TESTO FORNITO:
------------------------------------------------------------

Marketing moderno vs marketing tradizionale

Marketing e Comunicazione | di Sbertani

Rivoluzione in Nike: un ritorno al passato che potrebbe cambiare il futuro del marketing

Il recente e improvviso avvicendamento ai vertice di Nike, con l'uscita di John Donahoe e il ritorno di Elliott Hil (da Il Sole 24 ore), solleva interrogativi interessanti su ciò che oggi potrebbe essere davvero vincente nella gestione aziendale, commerciale e di marketing. In un mondo dominato dalla velocità e dall’innovazione digitale, ci si potrebbe chiedere se forse un ritorno a un’impostazione più tradizionale possa ancora fare la differenza.

Il ritorno di Hill, dirigente storico di Nike, potrebbe essere interpretato come un tentativo di riportare in azienda un approccio basato sulla profonda conoscenza del brand e sulle relazioni dirette con i consumatori. In un'epoca in cui il marketing digitale sembra prevalere - parlo di quello frenetico, isterico e spesso troppo poco empatico - e sovrastare ogni cosa, forse si inizia ad avvertire il bisogno di ricollegarsi a metodi più consolidati e ponderati.

Ma può un approccio tradizionale, più lento e misurato, reggere il confronto con la necessità di innovazione continua e la necessità di adattarsi rapidamente ai cambiamenti?

Da un lato, l’esperienza di Hill rappresenta senza dubbio un patrimonio prezioso: la sua lunga carriera in Nike lo ha visto attraversare diverse fasi del mercato e contribuire alla crescita del marchio in maniera significativa.

Uscendo dal caso specifico, tutto questo mi fa riflettere sul fatto che forse, la magia, risieda proprio nella capacità di leggere i segnali del mercato con saggezza e lungimiranza, adattandosi senza perdere di vista i valori fondamentali dell’azienda e del fatto che i clienti sono persone.

Forse, in un mondo che cambia così rapidamente, un approccio più tradizionale può ancora essere la chiave del successo in mercati altamente concorrenziali.

La sfida potrebbe risiedere nel trovare un corretto equilibrio?

Non credo si tratti di abbandonare l’innovazione, ma piuttosto di integrarla con la saggezza e l’esperienza di chi conosce profondamente il brand, insieme a chi conosce e sa applicare con scienza e coscienza quel marketing capace di mantenere relazioni durature con il proprio mercato di riferimento.

------------------------------------------------------------

[Elenco dei dati]
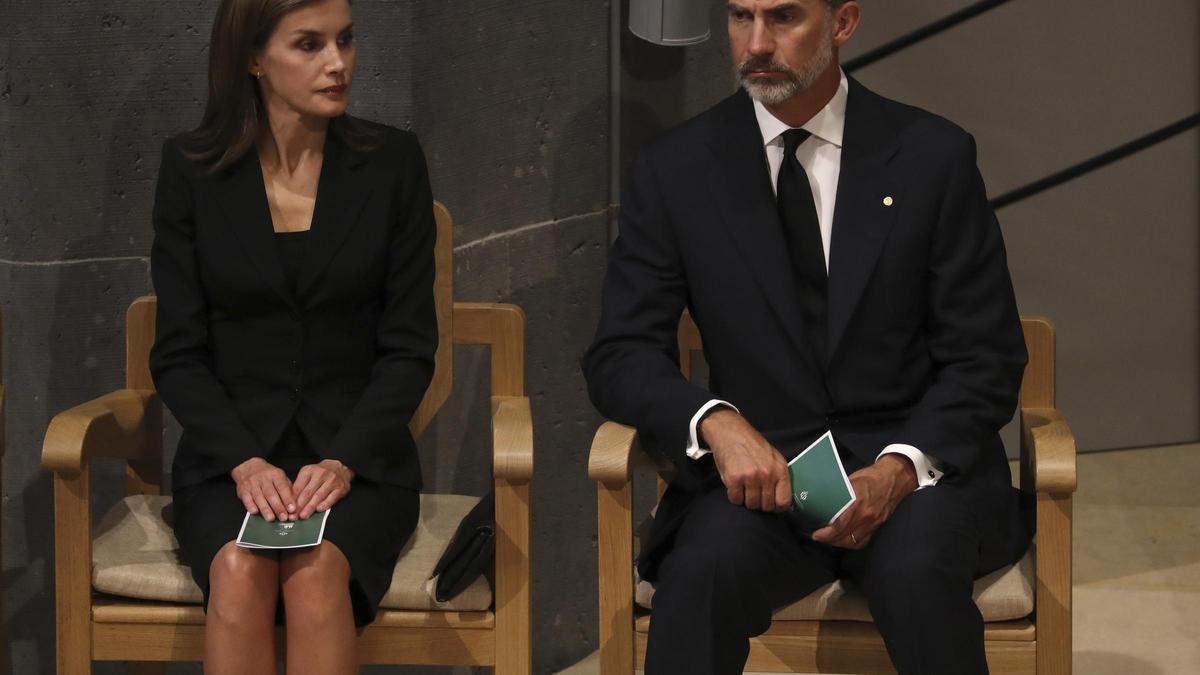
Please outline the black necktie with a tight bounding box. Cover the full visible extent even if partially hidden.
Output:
[775,129,829,364]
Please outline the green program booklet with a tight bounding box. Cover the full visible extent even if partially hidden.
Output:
[238,509,334,549]
[787,431,854,531]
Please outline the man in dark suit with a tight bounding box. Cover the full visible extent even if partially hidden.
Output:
[583,0,1030,675]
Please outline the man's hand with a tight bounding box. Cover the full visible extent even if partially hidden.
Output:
[698,408,792,512]
[229,458,296,522]
[295,459,354,520]
[812,454,917,549]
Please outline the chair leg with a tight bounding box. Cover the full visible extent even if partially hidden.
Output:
[596,482,635,675]
[1034,487,1073,675]
[54,467,91,675]
[494,480,532,675]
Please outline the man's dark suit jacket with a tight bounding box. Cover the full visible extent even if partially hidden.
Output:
[583,79,1027,579]
[150,120,437,490]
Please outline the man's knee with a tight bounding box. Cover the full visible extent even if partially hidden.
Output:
[862,488,979,609]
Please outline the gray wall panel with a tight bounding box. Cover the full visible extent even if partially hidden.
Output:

------------------------------------------------------------

COSA SI CHIEDE:
Indica, per favore, da quale testata il testo fornito riprende la notizia del cambio ai vertici di Nike.

RISPOSTA:
Da Il Sole 24 ore.